Directions:
All of the data must be printed exactly; please include every line.

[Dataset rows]
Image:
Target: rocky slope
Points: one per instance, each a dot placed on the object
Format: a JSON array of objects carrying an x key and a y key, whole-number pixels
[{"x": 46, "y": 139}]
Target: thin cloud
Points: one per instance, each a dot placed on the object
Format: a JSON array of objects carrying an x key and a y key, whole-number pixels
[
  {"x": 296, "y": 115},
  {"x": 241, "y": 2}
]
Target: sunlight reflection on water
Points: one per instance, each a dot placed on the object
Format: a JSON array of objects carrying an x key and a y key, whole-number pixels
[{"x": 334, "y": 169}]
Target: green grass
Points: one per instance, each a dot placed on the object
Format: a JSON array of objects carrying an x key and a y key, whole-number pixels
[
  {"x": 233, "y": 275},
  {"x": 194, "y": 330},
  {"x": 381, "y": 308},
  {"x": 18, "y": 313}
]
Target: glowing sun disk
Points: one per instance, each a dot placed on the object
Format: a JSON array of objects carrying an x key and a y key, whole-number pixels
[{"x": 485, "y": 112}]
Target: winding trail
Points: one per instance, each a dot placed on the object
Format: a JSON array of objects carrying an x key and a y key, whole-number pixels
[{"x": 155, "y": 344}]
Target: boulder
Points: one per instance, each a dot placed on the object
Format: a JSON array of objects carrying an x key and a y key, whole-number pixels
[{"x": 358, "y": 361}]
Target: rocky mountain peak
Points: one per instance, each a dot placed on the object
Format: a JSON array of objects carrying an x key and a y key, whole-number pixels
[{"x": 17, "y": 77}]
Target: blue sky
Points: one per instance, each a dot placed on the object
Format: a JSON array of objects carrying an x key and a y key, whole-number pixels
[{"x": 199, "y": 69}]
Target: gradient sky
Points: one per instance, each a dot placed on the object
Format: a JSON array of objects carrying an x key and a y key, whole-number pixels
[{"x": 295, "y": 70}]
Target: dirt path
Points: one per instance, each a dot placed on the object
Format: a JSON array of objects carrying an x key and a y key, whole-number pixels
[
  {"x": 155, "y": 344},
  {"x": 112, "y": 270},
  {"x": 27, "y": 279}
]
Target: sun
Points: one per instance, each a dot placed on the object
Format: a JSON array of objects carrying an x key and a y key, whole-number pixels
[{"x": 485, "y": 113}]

The answer:
Image:
Target: rocky slope
Points: one per instance, each a dot placed on the object
Format: a JSON array of objects carrying an x key and a y key, whole-number pixels
[{"x": 46, "y": 139}]
Target: thin cloud
Points: one per instance, each a dot placed on the object
Format: a JSON array of objects carrying an x key and a y key, whole-number pixels
[
  {"x": 296, "y": 115},
  {"x": 241, "y": 2}
]
Target: sunlight reflection on water
Points: one per instance, each a dot placed on the object
Format: a JSON array of objects carrying an x key and a y key, whole-number pixels
[{"x": 334, "y": 169}]
Target: green grass
Points: one per instance, each a dot placed on the object
Format: a JSON array of objects carrying an x key and a y key, whole-number pixels
[
  {"x": 233, "y": 275},
  {"x": 194, "y": 330},
  {"x": 381, "y": 308},
  {"x": 18, "y": 313}
]
Target: glowing sun disk
Points: one per instance, each a dot placed on the object
Format: a JSON array of objects carrying an x key and a y key, whole-number pixels
[{"x": 485, "y": 112}]
Target: winding trail
Points: one per instance, each a dot placed on the object
Format: a JSON array of objects carrying an x key and a y key, whole-number pixels
[{"x": 155, "y": 344}]
Target: boulder
Points: one per instance, each a dot placed on the object
Format: a JSON array of objects carrying an x key and a y key, whole-number pixels
[{"x": 358, "y": 361}]
Target: rocky mountain peak
Points: one per instance, each a dot placed on the object
Format: a JSON array of objects carrying an x key and a y key, whole-number pixels
[{"x": 17, "y": 77}]
Target: blue sky
Points: one per instance, each a dot placed on the object
Format: a JSON array of objects carrying an x key and a y key, whole-number pixels
[{"x": 199, "y": 69}]
Target: gradient sky
Points: one per instance, each a dot placed on the object
Format: a JSON array of objects carrying an x key and a y key, whole-number pixels
[{"x": 295, "y": 70}]
Target: dirt path
Points: one per instance, each a dot placed on the object
Format: a JSON array of objects carrying an x key and a y key, whole-number pixels
[
  {"x": 155, "y": 344},
  {"x": 112, "y": 270},
  {"x": 27, "y": 279}
]
Target: sun
Points: one per instance, each a dot placed on the object
Format: a JSON array of objects carrying an x key and a y key, whole-number pixels
[{"x": 485, "y": 113}]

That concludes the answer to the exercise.